#### Exercise brief
With the pictures left out, copy the listing below exactly.

#### Records of labeled points

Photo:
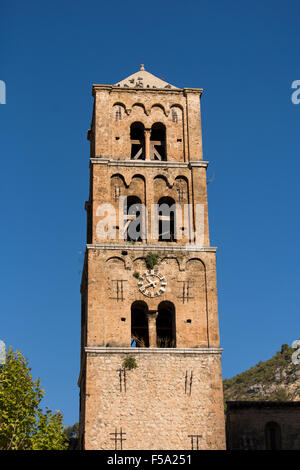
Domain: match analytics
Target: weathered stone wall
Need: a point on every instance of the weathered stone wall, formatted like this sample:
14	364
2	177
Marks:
162	405
112	136
109	318
174	393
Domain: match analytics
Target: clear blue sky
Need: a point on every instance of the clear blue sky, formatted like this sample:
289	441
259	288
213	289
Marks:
245	55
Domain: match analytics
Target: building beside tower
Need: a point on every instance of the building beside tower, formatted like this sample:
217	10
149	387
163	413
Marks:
150	373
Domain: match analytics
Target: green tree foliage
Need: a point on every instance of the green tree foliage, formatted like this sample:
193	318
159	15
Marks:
72	431
23	424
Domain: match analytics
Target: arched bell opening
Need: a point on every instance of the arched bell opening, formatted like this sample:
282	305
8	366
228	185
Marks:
137	139
133	219
166	325
166	219
158	142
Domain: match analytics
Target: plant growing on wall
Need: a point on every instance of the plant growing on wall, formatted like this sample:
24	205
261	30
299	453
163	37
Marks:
129	363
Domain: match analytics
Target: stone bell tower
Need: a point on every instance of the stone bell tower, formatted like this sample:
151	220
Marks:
150	373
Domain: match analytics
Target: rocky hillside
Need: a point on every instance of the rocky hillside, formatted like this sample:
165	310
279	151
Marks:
275	379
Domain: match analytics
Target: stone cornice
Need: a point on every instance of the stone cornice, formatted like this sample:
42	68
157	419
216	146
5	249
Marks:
124	350
103	160
147	247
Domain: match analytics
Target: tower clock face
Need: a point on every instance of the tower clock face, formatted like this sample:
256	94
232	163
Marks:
152	283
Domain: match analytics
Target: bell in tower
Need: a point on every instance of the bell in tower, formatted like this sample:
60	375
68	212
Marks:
150	373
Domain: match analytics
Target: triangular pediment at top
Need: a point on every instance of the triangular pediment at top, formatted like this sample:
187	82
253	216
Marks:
144	79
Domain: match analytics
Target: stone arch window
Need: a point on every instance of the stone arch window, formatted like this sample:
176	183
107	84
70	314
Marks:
174	115
166	325
133	229
139	325
137	139
272	436
166	219
158	142
118	114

#### Written reply
Photo:
Domain: match analytics
Target: weathered stone wall
Need: a point on every instance of the weathered stone wall, formatted like this sample:
14	364
2	177
Marks:
162	405
112	136
109	318
174	393
Domain: match analytics
Target: clear blue sky
Need: a point on every instance of the clear blue sky, formatted like this sample:
289	441
259	288
213	289
Marks:
245	55
Domain: match analytics
Target: building beside tower
Need: a point on every instance of the building beside tower, formatted like this sample:
217	10
149	387
163	413
Marks:
150	373
Domain: match analytics
Target: green tree foliage
Need: a point on every instance of the green tree foliage, formatted like this sample:
193	318
159	15
Marks:
72	431
23	424
Domain: match analytics
Target: arched bell opening
Need: a point on every instance of the arched bell opening, formatted like this sample:
282	305
8	366
228	185
Marks:
137	139
133	219
166	325
166	219
158	142
Domain: match analytics
Target: plant growing on wall
Need: a point on every instance of the plant growing on wall, formatted like this sample:
24	205
261	30
299	453
163	37
Marks:
129	363
Domain: match analytics
Target: stone bell tower
Need: a point on every instance of the stone bell tower, formatted like this sample:
151	220
Marks:
150	373
Domain: match analytics
Target: rocky hillside
Need: a point on every instance of the rocky hillside, formatted like this sample:
165	310
279	151
Marks:
275	379
Domain: match analytics
Target: stone cornice
Need: a point on every instance of the stone cornice, formatted like this sample:
42	68
157	419
216	146
5	249
Marks:
124	350
103	160
147	247
Domain: match analytics
Target: tower clock face
Need: a point on every instance of the tower clock face, formatted like this sample:
256	94
232	163
Marks:
152	283
Domain: match analytics
Target: bell in tower
Need: a point on every instance of the bell in tower, formatted like this sample:
60	375
68	212
Marks:
150	373
Domain: match analytics
Target: triangular pediment at top
Need: a point on every instance of the triangular pediment at top, formatted like this sample:
187	82
253	216
Marks:
144	79
Domain: match analytics
Target: stone arch window
Need: a point on every instance of the stone arch window, formatted like this sample:
176	183
107	84
70	314
Marks:
174	115
166	325
133	229
139	325
137	139
272	436
166	219
158	142
118	114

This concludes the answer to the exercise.